• AIM OF THE TASK:
Pictures aside, return all of the records exactly as they stand.

• DATA FOR THIS TASK:
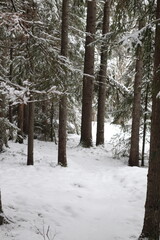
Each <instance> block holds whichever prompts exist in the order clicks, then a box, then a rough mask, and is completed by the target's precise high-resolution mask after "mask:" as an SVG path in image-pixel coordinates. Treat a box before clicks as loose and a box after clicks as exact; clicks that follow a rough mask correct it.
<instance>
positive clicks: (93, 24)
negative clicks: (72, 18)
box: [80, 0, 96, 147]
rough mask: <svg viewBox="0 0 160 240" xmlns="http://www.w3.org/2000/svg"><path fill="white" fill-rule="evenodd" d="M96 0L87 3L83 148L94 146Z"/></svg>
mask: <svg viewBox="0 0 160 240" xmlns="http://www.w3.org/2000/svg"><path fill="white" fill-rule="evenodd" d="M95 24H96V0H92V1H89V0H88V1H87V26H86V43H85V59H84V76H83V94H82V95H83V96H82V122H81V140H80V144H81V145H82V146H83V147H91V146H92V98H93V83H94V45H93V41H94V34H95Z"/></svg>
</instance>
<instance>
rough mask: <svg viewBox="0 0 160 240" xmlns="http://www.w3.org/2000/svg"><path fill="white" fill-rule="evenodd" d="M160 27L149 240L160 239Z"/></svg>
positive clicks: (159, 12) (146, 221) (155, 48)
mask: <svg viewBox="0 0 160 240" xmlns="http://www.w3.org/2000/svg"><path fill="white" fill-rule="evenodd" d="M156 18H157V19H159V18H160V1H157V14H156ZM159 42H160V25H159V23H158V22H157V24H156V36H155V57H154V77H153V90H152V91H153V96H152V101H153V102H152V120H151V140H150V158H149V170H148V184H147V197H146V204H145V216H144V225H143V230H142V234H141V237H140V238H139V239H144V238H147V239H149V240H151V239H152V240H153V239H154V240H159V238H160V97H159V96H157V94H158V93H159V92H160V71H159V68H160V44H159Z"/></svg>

• SOLUTION TO THE EXERCISE:
Each <instance> block holds whichever prompts exist in the order clicks, then a box, then a rough mask, and is completed by the target's precise high-resolution mask after "mask:" as an SVG path in image-pixel coordinates. Treat a box before clicks as loose and a box after clicks as exact; clicks that follow a rough mask correct it.
<instance>
positive clicks: (93, 24)
negative clicks: (72, 18)
box: [80, 0, 96, 147]
rough mask: <svg viewBox="0 0 160 240" xmlns="http://www.w3.org/2000/svg"><path fill="white" fill-rule="evenodd" d="M96 0L87 3L83 148L94 146Z"/></svg>
mask: <svg viewBox="0 0 160 240" xmlns="http://www.w3.org/2000/svg"><path fill="white" fill-rule="evenodd" d="M95 24H96V0H92V1H89V0H88V1H87V26H86V43H85V59H84V76H83V94H82V95H83V96H82V122H81V140H80V144H81V145H82V146H83V147H91V146H92V98H93V83H94V45H93V41H94V34H95Z"/></svg>
</instance>
<instance>
rough mask: <svg viewBox="0 0 160 240" xmlns="http://www.w3.org/2000/svg"><path fill="white" fill-rule="evenodd" d="M160 27L149 240L160 239Z"/></svg>
positive clicks: (159, 12) (146, 221) (155, 48)
mask: <svg viewBox="0 0 160 240" xmlns="http://www.w3.org/2000/svg"><path fill="white" fill-rule="evenodd" d="M156 18H157V19H159V18H160V1H157V14H156ZM159 42H160V25H159V23H158V22H157V24H156V36H155V57H154V77H153V90H152V91H153V96H152V101H153V102H152V120H151V140H150V158H149V170H148V184H147V197H146V204H145V216H144V225H143V230H142V234H141V237H140V238H139V239H144V238H147V239H149V240H151V239H152V240H153V239H154V240H159V238H160V97H159V96H157V94H158V93H159V92H160V71H159V68H160V44H159Z"/></svg>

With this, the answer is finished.